* [WHAT YOU NEED TO DO]
Exact reproduction required: the lines below from the line with "Task: indicate the green grass" to the line with "Task: indicate the wooden stake", both ends included, and no others.

* [Region pointing data]
>>

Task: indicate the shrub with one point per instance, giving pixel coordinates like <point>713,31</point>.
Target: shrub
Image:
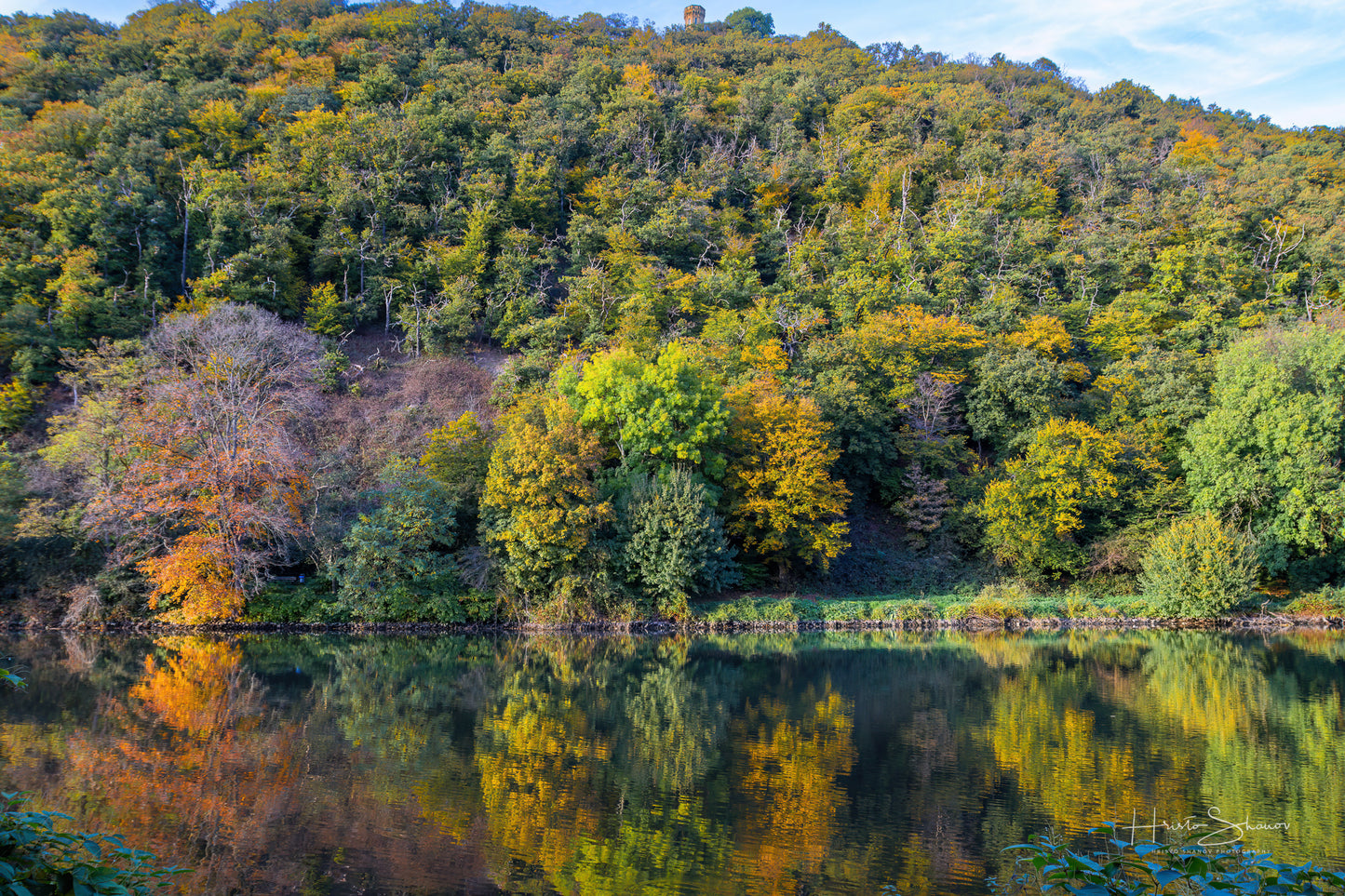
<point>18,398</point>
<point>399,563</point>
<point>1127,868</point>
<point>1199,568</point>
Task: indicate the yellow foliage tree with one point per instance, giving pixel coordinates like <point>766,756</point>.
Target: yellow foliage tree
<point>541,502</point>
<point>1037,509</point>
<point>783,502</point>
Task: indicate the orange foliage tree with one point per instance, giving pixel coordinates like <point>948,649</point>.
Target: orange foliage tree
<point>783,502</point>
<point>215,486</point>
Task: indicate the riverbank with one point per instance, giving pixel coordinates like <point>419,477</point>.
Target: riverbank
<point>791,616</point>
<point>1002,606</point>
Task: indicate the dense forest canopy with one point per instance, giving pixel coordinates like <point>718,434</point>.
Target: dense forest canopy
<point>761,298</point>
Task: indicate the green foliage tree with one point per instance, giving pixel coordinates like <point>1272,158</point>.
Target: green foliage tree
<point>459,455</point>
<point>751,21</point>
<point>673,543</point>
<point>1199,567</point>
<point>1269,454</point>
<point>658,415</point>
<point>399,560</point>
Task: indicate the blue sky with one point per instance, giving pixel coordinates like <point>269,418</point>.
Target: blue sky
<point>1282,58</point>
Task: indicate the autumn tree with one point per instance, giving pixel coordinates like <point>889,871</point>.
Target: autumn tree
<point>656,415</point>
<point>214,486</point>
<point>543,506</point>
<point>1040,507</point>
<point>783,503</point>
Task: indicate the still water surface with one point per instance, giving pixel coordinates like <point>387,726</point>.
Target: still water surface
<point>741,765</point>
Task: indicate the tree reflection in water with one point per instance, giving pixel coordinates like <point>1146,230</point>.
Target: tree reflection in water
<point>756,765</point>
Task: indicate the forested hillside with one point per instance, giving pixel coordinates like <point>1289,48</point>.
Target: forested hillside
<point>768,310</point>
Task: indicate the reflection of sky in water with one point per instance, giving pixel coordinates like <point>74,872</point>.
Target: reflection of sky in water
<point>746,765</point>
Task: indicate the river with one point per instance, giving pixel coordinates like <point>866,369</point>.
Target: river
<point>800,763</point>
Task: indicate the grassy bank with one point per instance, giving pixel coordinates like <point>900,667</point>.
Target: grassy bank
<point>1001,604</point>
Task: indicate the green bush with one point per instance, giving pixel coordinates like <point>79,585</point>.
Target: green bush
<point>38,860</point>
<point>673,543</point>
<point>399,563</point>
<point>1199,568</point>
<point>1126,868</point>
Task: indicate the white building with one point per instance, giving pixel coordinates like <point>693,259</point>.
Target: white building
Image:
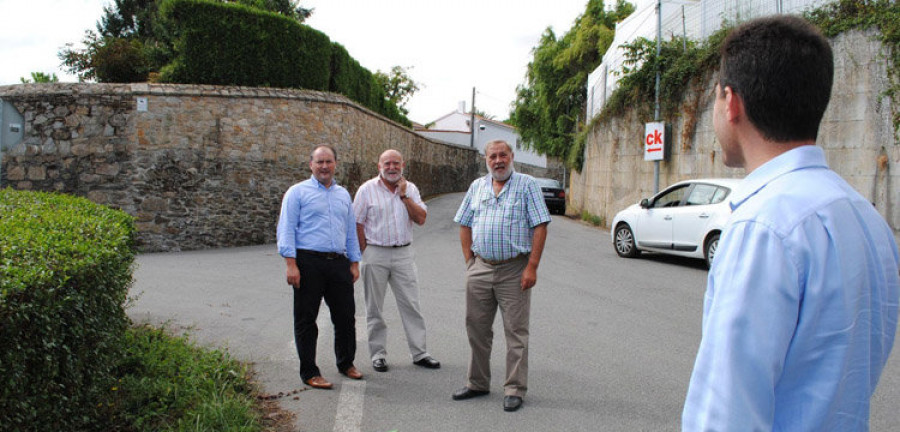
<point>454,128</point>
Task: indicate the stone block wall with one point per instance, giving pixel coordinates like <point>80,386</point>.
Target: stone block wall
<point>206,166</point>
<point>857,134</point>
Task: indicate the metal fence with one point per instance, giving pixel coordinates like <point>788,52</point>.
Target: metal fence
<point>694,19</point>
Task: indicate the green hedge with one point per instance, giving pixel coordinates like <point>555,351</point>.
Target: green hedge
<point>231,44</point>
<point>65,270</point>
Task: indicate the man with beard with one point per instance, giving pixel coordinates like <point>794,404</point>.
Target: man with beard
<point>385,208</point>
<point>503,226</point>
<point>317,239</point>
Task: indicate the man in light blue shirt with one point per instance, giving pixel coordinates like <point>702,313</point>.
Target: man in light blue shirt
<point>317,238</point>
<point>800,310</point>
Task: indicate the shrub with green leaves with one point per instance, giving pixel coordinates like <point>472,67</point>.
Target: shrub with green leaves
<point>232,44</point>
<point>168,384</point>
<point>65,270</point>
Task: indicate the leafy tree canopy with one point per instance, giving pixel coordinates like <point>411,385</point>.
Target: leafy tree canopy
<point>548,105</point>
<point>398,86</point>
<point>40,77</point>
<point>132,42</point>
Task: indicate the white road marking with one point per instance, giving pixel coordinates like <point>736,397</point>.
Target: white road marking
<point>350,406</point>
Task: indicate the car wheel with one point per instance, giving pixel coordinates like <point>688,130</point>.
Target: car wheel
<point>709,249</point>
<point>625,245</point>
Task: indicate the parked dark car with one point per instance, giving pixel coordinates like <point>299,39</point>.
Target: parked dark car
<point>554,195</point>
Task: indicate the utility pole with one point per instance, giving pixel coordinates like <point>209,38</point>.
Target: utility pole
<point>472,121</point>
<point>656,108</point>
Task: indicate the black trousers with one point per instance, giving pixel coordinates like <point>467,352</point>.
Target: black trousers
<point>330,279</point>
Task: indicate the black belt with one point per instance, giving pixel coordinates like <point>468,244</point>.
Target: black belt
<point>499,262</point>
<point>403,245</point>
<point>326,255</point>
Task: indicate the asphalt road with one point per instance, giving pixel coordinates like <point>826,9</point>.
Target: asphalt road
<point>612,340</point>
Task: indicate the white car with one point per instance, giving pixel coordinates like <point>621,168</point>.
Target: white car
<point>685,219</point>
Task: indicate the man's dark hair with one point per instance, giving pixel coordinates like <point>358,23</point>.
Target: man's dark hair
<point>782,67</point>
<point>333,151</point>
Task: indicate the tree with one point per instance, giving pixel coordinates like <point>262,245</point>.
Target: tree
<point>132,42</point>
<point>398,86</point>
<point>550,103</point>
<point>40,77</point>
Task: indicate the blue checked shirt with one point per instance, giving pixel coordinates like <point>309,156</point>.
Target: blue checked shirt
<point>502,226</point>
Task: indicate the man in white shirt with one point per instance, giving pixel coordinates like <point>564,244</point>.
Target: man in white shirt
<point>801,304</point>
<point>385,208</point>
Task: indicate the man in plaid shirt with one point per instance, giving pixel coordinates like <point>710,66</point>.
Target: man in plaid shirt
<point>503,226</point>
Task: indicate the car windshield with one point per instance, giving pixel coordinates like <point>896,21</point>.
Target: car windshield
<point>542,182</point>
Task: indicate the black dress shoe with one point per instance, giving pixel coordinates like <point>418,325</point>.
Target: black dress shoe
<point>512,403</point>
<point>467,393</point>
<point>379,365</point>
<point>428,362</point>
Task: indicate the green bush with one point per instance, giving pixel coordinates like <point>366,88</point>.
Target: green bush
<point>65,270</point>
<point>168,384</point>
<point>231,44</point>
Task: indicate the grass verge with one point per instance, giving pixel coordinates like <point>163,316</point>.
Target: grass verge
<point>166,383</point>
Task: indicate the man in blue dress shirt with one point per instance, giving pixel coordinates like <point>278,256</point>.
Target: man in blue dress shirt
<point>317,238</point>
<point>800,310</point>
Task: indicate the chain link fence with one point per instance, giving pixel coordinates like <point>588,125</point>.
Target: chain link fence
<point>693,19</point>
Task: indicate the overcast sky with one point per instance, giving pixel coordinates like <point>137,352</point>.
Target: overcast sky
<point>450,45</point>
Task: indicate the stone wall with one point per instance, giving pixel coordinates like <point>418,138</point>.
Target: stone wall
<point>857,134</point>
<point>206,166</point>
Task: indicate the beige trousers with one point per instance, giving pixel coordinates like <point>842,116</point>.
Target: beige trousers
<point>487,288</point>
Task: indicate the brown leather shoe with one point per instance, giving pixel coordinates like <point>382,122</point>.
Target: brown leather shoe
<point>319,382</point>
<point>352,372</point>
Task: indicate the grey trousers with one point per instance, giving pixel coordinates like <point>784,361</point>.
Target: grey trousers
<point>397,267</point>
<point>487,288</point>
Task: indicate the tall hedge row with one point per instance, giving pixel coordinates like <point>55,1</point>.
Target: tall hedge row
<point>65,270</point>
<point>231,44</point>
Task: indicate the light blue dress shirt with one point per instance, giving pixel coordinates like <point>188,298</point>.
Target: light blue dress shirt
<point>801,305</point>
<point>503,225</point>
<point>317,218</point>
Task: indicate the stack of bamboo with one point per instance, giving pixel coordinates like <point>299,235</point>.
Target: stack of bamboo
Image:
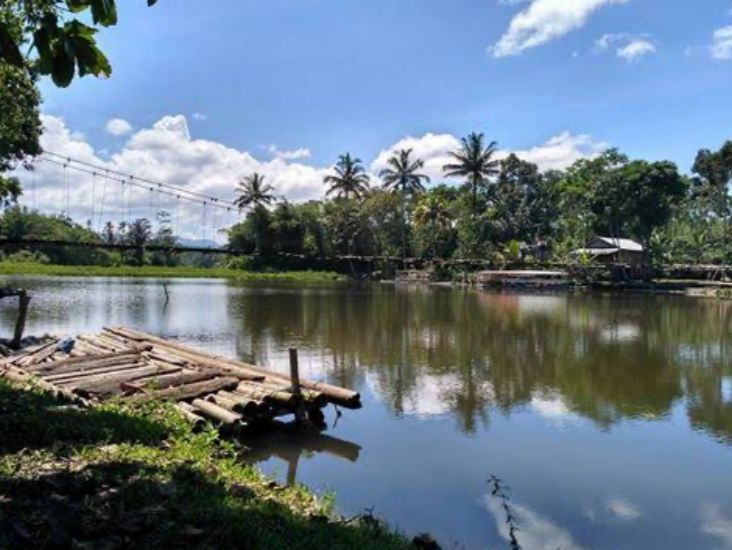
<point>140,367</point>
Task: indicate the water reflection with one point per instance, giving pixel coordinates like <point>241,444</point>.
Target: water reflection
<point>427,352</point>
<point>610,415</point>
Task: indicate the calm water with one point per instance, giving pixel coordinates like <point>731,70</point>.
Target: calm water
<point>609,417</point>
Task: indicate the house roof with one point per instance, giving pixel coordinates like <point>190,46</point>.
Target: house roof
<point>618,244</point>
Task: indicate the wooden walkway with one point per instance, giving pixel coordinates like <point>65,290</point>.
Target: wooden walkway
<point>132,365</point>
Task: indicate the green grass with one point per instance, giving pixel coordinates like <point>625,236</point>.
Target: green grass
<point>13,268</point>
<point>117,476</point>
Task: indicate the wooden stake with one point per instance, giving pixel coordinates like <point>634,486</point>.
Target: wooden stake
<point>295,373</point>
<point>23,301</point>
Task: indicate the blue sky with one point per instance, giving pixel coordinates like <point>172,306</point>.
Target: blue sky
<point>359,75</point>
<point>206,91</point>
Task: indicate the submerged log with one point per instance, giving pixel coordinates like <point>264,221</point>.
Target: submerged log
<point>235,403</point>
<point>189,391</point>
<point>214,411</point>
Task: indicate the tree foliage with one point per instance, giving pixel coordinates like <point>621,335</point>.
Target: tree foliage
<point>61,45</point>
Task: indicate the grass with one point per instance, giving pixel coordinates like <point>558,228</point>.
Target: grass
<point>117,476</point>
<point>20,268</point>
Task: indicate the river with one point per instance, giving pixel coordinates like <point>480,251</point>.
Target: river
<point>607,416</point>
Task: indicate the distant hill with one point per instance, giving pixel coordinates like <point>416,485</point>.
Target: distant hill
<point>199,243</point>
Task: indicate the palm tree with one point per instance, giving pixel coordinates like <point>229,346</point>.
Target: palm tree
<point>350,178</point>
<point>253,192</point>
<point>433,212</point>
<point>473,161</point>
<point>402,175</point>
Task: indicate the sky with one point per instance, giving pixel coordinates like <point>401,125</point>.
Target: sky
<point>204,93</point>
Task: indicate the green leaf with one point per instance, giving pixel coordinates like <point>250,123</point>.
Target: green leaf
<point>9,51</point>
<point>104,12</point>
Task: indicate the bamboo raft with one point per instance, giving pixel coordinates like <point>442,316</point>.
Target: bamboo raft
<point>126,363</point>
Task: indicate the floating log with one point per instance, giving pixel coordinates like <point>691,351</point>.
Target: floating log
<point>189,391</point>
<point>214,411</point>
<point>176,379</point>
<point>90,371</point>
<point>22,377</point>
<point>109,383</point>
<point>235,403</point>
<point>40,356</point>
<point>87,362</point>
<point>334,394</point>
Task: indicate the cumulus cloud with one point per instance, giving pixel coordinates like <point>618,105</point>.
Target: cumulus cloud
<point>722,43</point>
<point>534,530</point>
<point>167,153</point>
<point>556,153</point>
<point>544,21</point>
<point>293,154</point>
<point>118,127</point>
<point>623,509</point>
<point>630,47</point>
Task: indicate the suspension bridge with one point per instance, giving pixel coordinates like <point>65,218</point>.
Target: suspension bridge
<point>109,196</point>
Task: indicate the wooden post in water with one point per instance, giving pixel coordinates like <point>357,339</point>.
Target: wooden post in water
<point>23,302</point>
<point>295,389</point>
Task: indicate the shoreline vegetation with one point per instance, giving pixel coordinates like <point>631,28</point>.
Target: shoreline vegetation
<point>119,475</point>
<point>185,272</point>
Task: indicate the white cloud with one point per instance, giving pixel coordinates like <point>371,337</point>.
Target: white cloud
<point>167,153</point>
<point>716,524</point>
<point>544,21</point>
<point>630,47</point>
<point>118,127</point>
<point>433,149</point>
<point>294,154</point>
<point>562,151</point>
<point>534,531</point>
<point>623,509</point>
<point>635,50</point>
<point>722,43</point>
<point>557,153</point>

<<

* [RESPONSE AREA]
Task: indicate the green grass with one point per instance, giving pixel coordinates like <point>625,236</point>.
Target: green grass
<point>13,268</point>
<point>117,476</point>
Task: indicate the wooden stake with one point per instance, giving pixel coordinates like <point>634,486</point>.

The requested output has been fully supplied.